## DOCUMENT EXCERPT
⟨

This vendor-written piece has been edited by Executive Networks Media to eliminate product promotion, but readers should note it will likely favour the submitter's approach.
A significant change is on the way in how office buildings are cabled. Category 5e cabling, which is used in many offices around the world, will be considered obsolete for new installations following a recent decision by the ISO/IEC cabling standards body.
After careful consideration of technology trends, wired and wireless bandwidth requirements and current market demand for the various cabling types, the ISO/IEC Working Group (JTC1/SC25 WG3) responsible for the development of the 11801 standard, recently decided to upgrade the minimum recommendation for the horizontal cabling in offices.

⟩

## RECORD LIST
⟨

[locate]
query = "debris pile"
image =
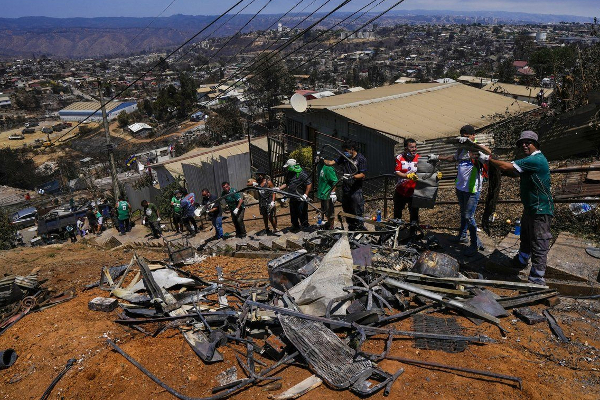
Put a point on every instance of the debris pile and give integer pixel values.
(321, 311)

⟩

## REQUIRED TASKS
A. Write out the records word for word, omitting the pictures.
B. Resume the text on office cabling standards from its final sentence onward.
The cabling standards text and the records were drawn from unrelated sources.

## EXPECTED ANSWERS
A.
[locate]
query = "debris pile"
image =
Put a point on every instance of the debris pile and give integer pixel values.
(321, 311)

B.
At the recent working group meeting in Milan, Italy, the group agreed to raise the minimum horizontal cabling requirement stated in ISO/IEC 11801-2 for offices (expected publication on or before 2017) from Class D (Category 5e) to Class E (Category 6), with a recommendation for Class EA (Category 6A) or better cabling. Class D cabling is still the minimum requirement in the drafts of 11801-3 (industrial) and 11801-4 (single-tenant homes), but upgrades may be considered in the near future. In the drafts of 11801-5 (data centres) and 11801-6 (distributed services), the minimum requirement is already Class EA cabling. For new office installations, Class E will now become the minimum requirement, with a recommendation to specifiers and customers to deploy Class EA to support applications with alien crosstalk requirements, enabling the smooth migration to 2.5, 5 and ultimately 10 Gb/s.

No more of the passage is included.